## Exercise materials
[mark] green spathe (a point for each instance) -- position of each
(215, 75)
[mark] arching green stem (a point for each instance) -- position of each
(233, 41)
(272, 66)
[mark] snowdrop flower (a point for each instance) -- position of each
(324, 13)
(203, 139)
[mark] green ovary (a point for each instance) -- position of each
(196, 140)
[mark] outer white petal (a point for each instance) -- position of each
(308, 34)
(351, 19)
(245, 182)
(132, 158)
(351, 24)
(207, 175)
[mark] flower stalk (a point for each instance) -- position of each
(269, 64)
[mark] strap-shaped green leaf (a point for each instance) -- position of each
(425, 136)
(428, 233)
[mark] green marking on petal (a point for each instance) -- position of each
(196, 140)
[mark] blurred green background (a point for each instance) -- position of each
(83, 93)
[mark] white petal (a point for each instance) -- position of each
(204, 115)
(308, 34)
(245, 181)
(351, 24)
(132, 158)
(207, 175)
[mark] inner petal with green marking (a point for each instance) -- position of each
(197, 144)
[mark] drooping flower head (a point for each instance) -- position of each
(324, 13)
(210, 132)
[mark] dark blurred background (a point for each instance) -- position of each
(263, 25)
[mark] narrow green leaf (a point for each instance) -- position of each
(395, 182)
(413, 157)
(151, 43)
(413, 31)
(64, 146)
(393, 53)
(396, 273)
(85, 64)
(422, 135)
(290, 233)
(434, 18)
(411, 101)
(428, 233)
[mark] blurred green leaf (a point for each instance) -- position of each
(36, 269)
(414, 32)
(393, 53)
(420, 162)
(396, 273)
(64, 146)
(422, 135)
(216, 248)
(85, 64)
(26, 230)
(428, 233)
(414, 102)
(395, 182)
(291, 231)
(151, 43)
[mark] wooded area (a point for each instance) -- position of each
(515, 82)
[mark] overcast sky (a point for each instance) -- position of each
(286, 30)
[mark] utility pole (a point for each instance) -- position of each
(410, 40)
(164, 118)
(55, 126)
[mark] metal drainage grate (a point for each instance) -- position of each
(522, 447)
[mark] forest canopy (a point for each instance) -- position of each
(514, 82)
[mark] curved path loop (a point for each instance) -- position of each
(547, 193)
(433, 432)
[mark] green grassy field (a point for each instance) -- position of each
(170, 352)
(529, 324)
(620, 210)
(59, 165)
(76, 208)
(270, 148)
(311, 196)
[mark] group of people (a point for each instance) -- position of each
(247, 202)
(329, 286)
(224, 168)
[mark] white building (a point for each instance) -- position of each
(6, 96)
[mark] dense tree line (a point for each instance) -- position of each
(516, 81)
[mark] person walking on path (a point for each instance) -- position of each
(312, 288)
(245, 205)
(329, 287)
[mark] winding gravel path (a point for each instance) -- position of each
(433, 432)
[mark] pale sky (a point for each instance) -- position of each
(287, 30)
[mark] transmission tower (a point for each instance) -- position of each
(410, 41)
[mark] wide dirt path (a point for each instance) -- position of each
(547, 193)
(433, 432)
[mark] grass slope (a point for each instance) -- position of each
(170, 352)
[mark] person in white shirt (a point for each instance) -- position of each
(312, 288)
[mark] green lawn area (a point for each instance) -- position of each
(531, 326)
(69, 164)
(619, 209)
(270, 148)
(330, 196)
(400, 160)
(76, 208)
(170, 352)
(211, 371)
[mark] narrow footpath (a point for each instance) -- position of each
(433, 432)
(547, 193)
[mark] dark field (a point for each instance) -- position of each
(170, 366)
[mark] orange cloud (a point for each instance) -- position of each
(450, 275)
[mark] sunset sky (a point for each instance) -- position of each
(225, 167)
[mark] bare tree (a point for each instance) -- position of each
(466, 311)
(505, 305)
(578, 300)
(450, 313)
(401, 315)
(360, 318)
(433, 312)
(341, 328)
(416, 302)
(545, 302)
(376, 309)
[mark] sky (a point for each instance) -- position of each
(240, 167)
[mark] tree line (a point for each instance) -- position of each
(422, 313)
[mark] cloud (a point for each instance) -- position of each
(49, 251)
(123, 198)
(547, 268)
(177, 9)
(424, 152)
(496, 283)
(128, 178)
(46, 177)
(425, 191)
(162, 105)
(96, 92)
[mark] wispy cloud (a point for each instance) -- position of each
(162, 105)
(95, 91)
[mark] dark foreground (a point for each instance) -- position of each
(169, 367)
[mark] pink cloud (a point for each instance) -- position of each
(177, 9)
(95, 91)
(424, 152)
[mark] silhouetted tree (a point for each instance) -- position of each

## Task statement
From the line that contains "[mark] group of" to the last line of the material above, repeat every line exactly, keeping both the first and the last.

## Written solution
[mark] group of people (a point for each instance) -- position of each
(247, 202)
(329, 286)
(224, 168)
[mark] white building (a point for each instance) -- position of each
(6, 96)
[mark] dense tree line (a point for each instance) -- position of each
(516, 81)
[mark] person walking on path (a point for each instance) -- position of each
(312, 288)
(245, 205)
(329, 287)
[mark] winding gravel path (a point for each instance) -- position of each
(433, 432)
[mark] pale sky (a point for each instance) -- position of each
(287, 30)
[mark] transmission tower (a point for each instance) -- position of each
(410, 41)
[mark] wide dirt path (a point for each instance) -- position of each
(547, 193)
(433, 432)
[mark] grass slope (a point for each instance) -- position of each
(170, 352)
[mark] person in white shirt (a point for each instance) -- position of each
(312, 288)
[mark] green lawn area (a point for each instance) -- position of each
(531, 326)
(69, 164)
(619, 209)
(270, 148)
(330, 196)
(400, 160)
(76, 208)
(170, 352)
(211, 371)
[mark] narrow footpath (a point for each instance) -- position of each
(433, 432)
(547, 193)
[mark] dark field (a point for each instance) -- position of each
(170, 366)
[mark] orange cloud (a point for each instance) -- position of each
(450, 275)
[mark] sunset sky (a point for each instance) -- position of each
(225, 167)
[mark] bare tree (a point for each instance) -- position of each
(466, 311)
(505, 305)
(578, 300)
(450, 313)
(401, 315)
(360, 318)
(433, 312)
(341, 328)
(416, 302)
(545, 302)
(376, 309)
[mark] sky (a point for each instance) -- position of each
(240, 167)
[mark] tree line (a point for each instance) -- position of each
(422, 313)
[mark] cloud (a point for each instance) -- position of each
(49, 251)
(123, 198)
(547, 268)
(177, 9)
(424, 152)
(496, 283)
(128, 178)
(46, 177)
(425, 191)
(162, 105)
(96, 92)
[mark] wispy cloud (a point for each instance) -- position of each
(162, 105)
(95, 91)
[mark] dark foreground (a point for each instance) -- position of each
(169, 367)
[mark] pink cloud (a point for each instance) -- position of each
(177, 9)
(95, 91)
(424, 152)
[mark] silhouetted tree (a point for each instance) -- position of each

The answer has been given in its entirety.